------ RECORDS FOR THIS TASK ------
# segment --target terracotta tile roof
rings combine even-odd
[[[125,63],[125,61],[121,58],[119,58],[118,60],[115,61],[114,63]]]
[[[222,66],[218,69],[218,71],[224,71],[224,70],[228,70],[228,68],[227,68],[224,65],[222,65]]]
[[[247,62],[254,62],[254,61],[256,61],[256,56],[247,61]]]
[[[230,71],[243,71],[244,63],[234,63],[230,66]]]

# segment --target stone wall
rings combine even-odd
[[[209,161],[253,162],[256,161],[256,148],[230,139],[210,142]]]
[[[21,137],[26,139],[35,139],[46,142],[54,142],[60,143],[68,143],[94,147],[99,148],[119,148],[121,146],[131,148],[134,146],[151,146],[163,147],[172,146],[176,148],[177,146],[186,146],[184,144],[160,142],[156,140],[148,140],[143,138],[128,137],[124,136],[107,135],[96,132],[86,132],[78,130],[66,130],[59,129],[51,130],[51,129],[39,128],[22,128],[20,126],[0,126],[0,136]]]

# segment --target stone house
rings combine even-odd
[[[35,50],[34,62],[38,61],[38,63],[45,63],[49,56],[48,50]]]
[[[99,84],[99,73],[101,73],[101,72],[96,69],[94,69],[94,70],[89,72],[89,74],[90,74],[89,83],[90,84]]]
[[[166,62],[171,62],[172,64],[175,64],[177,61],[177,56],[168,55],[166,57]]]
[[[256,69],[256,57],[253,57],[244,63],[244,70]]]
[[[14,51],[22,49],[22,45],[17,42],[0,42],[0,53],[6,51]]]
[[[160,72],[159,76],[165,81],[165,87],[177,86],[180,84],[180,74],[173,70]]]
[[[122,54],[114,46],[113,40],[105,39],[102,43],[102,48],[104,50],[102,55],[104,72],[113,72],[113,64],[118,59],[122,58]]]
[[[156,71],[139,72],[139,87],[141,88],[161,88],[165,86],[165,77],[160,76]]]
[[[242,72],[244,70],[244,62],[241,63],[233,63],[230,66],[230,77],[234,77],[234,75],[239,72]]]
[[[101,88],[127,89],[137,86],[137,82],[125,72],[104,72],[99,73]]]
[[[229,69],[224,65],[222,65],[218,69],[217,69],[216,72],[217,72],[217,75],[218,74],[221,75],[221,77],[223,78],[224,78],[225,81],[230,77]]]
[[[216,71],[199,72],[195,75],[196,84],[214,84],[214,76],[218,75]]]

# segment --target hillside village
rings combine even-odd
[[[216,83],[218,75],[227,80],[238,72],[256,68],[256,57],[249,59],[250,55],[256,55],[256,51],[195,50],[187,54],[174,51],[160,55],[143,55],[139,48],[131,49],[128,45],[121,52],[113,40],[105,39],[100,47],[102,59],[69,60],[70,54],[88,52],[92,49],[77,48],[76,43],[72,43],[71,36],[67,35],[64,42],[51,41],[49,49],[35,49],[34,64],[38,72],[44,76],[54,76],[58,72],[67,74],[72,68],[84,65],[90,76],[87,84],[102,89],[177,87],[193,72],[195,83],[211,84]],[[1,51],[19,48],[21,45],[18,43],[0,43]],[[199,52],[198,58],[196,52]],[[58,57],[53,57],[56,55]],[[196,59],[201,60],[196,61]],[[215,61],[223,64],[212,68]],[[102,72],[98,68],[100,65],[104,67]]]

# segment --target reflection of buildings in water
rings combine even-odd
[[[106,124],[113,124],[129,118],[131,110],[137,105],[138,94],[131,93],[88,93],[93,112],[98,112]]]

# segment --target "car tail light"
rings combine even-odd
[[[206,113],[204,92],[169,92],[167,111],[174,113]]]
------
▶ _AIM OF THE EXERCISE_: Output, as a numbered list, the stretch of the listing from its first line through the line containing "[[[247,62],[254,62],[254,61],[256,61],[256,56],[247,61]]]", with blank lines left out.

▶ _THE COMPLETED TASK_:
1. # segment --target terracotta tile roof
2. rings combine even-odd
3. [[[125,63],[125,61],[121,58],[119,58],[118,60],[115,61],[114,63]]]
4. [[[222,66],[218,69],[218,71],[224,71],[224,70],[228,70],[228,68],[227,68],[224,65],[222,65]]]
5. [[[247,62],[254,62],[254,61],[256,61],[256,56],[247,61]]]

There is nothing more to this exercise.